Text ::
When I started the job, I had no direct reports and no budget. However, talent acquisition had 120 people on staff and a $3 million budget. So, the immediate challenge I had to overcome was to help the sector start to achieve a more balanced approach to talent development and acquisition.

The opportunity I had was to influence senior executives and reframe the internal conversations. To change years of mindset in a company, I needed to effectively communicate and gain the critical support of the sector's business leaders and HR team. To do so, I needed data. Lots of data.

Starting the dialogue

My approach when I'm new to an organization revolves around a single methodology that is structured, repeatable, and easily duplicated by others: I talk to people. This strategy, based on qualitative interviews, is simple and powerful when asking the right questions during these discussions.

It is essential in the beginning to speak to as many business leaders as possible to obtain the answers to several important questions:

  • What is the business strategy?
  • How does the business make money, based on successful execution of this strategy?

Problem description :: Copy out the talent-development passage in full, word for word.

Stored records ::
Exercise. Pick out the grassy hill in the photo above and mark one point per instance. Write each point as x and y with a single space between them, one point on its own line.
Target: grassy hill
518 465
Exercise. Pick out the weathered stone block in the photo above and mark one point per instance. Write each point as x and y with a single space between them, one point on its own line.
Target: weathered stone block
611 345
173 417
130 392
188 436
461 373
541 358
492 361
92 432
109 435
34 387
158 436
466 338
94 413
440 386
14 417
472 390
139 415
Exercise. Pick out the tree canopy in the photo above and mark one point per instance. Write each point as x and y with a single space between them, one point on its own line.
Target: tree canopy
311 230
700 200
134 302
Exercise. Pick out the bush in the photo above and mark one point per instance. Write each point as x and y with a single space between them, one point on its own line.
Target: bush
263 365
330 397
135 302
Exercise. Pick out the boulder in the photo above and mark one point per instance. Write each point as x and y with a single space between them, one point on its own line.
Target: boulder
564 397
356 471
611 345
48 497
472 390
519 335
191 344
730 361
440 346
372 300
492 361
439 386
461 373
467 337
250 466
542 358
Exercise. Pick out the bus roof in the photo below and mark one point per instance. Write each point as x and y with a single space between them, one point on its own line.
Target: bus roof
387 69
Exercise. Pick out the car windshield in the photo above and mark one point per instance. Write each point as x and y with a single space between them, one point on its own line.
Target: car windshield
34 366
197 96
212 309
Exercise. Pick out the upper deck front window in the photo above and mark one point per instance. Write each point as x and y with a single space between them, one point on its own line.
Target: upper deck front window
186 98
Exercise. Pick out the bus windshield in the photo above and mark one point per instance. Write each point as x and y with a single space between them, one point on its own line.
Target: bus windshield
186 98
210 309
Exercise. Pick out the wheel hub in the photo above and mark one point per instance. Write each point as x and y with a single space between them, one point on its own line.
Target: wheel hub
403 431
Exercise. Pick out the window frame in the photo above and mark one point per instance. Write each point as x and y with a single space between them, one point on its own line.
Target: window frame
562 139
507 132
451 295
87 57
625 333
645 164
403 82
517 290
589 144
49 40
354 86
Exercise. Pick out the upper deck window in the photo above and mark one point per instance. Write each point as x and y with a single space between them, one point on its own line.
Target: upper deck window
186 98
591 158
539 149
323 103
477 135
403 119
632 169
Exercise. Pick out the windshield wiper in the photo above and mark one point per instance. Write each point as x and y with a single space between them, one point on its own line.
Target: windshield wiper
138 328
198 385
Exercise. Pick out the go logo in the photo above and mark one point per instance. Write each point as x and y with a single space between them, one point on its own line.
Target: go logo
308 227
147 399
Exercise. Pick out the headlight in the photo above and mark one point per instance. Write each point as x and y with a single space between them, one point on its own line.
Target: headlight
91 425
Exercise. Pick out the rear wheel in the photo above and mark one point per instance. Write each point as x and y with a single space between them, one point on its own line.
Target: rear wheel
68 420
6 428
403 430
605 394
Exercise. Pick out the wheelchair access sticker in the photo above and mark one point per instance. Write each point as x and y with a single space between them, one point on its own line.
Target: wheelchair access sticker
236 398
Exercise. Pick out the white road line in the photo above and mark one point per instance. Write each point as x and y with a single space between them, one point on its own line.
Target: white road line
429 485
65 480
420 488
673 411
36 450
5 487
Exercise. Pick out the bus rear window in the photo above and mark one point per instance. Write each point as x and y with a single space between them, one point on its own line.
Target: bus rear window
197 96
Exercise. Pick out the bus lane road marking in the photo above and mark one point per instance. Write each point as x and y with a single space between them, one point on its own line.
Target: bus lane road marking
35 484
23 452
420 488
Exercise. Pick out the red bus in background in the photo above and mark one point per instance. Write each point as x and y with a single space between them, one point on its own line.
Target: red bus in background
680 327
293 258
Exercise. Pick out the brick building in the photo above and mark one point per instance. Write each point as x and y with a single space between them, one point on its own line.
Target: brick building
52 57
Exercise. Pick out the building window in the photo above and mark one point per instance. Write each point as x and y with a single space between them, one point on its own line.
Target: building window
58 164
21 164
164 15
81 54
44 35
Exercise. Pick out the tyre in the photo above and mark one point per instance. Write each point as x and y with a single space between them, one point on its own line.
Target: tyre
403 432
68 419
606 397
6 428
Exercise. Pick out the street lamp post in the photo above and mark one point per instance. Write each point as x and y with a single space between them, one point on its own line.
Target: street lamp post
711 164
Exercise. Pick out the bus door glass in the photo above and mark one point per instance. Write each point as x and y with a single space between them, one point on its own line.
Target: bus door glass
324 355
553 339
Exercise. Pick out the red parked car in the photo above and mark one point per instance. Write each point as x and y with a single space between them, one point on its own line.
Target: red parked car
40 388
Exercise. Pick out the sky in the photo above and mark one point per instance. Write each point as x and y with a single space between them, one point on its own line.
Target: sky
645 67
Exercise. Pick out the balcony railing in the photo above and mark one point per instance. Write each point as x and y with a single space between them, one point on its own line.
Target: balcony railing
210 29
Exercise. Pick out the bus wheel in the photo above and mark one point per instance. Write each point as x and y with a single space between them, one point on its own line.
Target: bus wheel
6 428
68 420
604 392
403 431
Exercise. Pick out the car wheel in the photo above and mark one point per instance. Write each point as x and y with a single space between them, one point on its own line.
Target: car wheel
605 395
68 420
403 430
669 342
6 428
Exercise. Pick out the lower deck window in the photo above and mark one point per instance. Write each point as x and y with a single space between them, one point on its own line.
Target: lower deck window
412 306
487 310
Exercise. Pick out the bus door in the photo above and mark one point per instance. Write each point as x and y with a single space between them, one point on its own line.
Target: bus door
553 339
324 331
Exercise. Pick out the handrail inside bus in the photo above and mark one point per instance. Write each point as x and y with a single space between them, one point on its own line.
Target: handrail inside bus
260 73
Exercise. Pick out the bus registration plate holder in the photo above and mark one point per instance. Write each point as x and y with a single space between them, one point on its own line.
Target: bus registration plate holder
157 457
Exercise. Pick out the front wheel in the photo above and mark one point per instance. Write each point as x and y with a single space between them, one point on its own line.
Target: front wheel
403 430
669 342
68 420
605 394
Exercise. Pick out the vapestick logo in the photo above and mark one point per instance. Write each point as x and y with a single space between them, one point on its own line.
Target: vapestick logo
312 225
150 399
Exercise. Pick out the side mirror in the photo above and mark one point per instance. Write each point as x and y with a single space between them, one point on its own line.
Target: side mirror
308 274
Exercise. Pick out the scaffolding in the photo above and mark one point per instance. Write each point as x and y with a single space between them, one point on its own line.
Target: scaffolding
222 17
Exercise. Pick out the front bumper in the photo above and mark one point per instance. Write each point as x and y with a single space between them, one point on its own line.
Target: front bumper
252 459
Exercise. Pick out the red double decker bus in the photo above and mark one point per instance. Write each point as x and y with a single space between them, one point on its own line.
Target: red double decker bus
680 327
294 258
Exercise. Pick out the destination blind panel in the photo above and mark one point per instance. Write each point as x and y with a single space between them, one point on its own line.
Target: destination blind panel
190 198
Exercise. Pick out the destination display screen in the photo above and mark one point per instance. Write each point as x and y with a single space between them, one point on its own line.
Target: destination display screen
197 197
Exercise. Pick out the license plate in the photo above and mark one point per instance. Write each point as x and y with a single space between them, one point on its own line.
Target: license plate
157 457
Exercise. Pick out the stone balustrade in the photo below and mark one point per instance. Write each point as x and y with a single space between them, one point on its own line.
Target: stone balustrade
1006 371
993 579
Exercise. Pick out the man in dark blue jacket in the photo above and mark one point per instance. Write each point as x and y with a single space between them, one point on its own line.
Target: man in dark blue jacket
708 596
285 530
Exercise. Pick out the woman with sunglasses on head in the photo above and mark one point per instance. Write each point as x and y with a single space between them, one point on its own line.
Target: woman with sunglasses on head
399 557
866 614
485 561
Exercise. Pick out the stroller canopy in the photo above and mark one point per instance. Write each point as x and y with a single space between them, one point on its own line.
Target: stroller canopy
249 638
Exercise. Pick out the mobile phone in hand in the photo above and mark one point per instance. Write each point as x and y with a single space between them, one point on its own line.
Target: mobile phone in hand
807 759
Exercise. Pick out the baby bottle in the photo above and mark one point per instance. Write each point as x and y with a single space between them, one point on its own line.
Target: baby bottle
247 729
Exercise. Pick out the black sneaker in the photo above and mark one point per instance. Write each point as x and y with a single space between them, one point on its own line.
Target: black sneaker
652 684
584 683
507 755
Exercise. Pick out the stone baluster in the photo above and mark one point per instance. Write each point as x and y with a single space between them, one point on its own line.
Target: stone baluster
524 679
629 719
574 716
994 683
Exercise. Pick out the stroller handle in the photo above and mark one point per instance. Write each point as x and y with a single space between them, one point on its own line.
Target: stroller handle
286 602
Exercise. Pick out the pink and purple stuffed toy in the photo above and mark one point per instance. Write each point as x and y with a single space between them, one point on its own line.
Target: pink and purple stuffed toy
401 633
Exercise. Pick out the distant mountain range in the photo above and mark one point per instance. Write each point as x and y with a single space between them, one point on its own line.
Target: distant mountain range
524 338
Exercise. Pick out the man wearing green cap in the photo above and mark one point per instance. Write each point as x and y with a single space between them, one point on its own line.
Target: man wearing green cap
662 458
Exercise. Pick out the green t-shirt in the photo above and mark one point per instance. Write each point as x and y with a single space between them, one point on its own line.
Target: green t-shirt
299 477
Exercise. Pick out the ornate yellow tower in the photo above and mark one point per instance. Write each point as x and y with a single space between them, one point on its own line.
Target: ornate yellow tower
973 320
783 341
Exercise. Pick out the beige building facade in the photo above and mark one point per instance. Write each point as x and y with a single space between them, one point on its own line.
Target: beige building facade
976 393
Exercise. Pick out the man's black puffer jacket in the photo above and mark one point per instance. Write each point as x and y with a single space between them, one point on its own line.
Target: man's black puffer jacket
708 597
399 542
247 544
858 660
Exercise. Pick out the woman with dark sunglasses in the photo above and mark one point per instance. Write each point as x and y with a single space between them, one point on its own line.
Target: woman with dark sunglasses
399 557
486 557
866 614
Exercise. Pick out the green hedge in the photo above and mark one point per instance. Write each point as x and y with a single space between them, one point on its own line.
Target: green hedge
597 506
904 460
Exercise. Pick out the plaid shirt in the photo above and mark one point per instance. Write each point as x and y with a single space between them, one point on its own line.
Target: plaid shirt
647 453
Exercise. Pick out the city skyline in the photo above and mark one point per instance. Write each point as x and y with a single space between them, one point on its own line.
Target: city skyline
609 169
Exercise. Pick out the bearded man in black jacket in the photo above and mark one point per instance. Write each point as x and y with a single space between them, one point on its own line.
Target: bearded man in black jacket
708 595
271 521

Exercise solution ::
When I started the job, I had no direct reports and no budget. However, talent acquisition had 120 people on staff and a $3 million budget. So, the immediate challenge I had to overcome was to help the sector start to achieve a more balanced approach to talent development and acquisition.

The opportunity I had was to influence senior executives and reframe the internal conversations. To change years of mindset in a company, I needed to effectively communicate and gain the critical support of the sector's business leaders and HR team. To do so, I needed data. Lots of data.

Starting the dialogue

My approach when I'm new to an organization revolves around a single methodology that is structured, repeatable, and easily duplicated by others: I talk to people. This strategy, based on qualitative interviews, is simple and powerful when asking the right questions during these discussions.

It is essential in the beginning to speak to as many business leaders as possible to obtain the answers to several important questions:

  • What is the business strategy?
  • How does the business make money, based on successful execution of this strategy?